> _Отрывок_:

══════════════════════════════

Встреча с Кончаловским изменила бытие Юлии – как она говорит, не на 180 и даже не на 360 градусов, жизнь просто перешла в другое измерение…

 

3

Муж повез жену рожать дочь Машу (супруги тогда жили в Америке) и в роддоме остался. Был он и при вторых родах – 11 октября 2003 года, когда на свет появился Петя. Жена рожала уже в Англии, и он должен был вылететь на ее зов из Москвы.

У Высоцкой есть свой подход к воспитанию, подсказанный, кажется, авторитетом ее мужа, хотя она говорит, что полагается на свою интуицию. Подход несложный. Детям нужно рассказывать много интересных сказок, не только читать, но именно рассказывать, придумывать их вместе с детьми, много гулять. Ну и, главное, любить их.

Дети актрисы находятся на попечении няни. «Я думаю, что моим детям хорошо. У них небольшая разница в возрасте, и им весело вдвоем. И характер у обоих довольно открытый…» В восьмилетием возрасте Маша занималась теннисом и плаванием. Ходила в школу при французском посольстве в Москве. Не так давно я слышал от Андрея, что Маша и Петя уже несколько лет живут и обучаются в Англии, где у семьи тоже дом.

Со старшими детьми отца у младших отношения, по словам Юлии, замечательные. Они близки друг другу и время от времени собираются вместе.

══════════════════════════════

> _Предоставленные записи_:
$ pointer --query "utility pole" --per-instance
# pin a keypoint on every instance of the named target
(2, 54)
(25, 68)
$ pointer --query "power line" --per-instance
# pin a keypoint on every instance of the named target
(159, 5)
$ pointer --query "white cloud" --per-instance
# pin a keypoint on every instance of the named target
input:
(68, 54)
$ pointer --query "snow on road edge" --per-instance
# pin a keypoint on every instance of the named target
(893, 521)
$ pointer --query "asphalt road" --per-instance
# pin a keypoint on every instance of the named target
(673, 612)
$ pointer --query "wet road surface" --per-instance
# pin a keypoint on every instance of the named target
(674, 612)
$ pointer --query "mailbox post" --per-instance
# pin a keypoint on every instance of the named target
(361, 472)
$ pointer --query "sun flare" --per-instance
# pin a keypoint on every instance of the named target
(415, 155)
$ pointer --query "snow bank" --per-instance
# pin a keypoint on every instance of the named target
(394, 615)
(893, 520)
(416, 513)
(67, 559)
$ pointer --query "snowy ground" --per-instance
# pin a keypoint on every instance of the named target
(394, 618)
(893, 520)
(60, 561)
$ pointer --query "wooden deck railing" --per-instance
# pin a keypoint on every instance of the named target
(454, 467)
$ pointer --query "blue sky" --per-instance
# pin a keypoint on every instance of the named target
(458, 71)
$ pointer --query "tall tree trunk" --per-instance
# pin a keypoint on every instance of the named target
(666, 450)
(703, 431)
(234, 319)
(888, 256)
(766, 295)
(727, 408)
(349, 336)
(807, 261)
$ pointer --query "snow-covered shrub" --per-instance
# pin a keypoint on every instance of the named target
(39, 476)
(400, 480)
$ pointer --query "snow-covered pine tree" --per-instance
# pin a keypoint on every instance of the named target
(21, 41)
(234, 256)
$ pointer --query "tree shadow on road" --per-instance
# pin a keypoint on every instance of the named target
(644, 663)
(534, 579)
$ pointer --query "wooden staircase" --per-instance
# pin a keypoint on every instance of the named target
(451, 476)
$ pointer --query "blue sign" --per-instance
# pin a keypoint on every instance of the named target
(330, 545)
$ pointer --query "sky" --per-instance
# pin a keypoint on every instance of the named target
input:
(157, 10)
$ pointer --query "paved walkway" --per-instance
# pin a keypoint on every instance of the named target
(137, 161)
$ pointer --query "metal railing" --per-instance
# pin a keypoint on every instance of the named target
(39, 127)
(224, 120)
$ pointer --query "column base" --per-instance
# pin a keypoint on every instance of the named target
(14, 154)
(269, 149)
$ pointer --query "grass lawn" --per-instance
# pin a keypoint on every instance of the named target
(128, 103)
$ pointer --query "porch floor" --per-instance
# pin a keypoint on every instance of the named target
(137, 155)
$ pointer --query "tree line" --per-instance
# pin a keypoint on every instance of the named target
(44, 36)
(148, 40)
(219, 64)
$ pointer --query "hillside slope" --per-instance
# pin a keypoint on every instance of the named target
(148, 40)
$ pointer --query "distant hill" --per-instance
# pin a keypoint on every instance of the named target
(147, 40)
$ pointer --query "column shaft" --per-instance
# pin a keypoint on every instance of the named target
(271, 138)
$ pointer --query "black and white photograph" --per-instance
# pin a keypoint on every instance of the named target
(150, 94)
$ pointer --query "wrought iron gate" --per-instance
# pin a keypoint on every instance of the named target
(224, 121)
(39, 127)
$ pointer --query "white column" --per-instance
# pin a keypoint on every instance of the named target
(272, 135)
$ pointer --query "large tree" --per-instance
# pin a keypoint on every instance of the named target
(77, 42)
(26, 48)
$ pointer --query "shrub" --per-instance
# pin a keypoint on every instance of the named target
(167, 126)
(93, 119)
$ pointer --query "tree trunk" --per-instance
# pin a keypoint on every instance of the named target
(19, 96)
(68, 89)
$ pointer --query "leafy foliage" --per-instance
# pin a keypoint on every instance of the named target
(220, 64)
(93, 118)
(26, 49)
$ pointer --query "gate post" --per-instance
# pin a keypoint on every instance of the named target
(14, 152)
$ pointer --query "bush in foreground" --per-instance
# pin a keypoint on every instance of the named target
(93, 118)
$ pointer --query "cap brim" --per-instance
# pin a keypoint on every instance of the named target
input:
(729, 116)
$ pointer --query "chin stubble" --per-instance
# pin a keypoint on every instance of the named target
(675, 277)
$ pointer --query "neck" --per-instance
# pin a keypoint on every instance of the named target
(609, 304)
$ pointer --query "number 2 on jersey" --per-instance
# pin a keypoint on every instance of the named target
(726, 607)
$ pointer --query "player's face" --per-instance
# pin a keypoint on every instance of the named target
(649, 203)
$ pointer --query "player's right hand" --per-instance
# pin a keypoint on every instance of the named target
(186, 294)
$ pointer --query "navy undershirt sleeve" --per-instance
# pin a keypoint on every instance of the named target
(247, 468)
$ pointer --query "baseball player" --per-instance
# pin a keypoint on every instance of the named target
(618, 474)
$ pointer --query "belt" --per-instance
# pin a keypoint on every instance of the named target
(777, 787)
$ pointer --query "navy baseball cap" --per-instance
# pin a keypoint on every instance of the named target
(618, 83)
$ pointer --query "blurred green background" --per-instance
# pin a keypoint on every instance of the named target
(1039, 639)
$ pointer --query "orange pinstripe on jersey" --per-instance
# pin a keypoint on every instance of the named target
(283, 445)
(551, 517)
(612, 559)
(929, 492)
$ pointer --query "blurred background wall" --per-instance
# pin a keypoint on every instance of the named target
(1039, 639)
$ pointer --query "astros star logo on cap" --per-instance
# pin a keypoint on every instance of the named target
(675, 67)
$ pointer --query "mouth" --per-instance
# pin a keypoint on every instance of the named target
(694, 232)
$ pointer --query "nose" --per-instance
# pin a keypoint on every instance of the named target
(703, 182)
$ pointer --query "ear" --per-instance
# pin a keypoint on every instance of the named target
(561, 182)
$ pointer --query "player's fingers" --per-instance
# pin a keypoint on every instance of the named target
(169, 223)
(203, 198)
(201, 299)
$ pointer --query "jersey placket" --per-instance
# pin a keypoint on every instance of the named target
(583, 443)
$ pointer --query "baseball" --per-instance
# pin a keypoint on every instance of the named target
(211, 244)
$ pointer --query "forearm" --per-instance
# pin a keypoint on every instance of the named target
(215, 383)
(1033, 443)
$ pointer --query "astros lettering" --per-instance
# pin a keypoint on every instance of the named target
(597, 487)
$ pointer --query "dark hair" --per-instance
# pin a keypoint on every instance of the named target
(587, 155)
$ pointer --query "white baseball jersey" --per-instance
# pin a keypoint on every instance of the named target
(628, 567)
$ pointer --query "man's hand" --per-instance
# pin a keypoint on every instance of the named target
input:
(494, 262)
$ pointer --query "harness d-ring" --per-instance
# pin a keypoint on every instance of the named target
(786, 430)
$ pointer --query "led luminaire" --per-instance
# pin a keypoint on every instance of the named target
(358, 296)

══════════════════════════════

> _Задание_:
Перепишите без изменений фрагмент отрывка от слов «Дети актрисы находятся» до слов «времени собираются вместе.» включительно.

> _Решение задания_:
Дети актрисы находятся на попечении няни. «Я думаю, что моим детям хорошо. У них небольшая разница в возрасте, и им весело вдвоем. И характер у обоих довольно открытый…» В восьмилетием возрасте Маша занималась теннисом и плаванием. Ходила в школу при французском посольстве в Москве. Не так давно я слышал от Андрея, что Маша и Петя уже несколько лет живут и обучаются в Англии, где у семьи тоже дом.

Со старшими детьми отца у младших отношения, по словам Юлии, замечательные. Они близки друг другу и время от времени собираются вместе.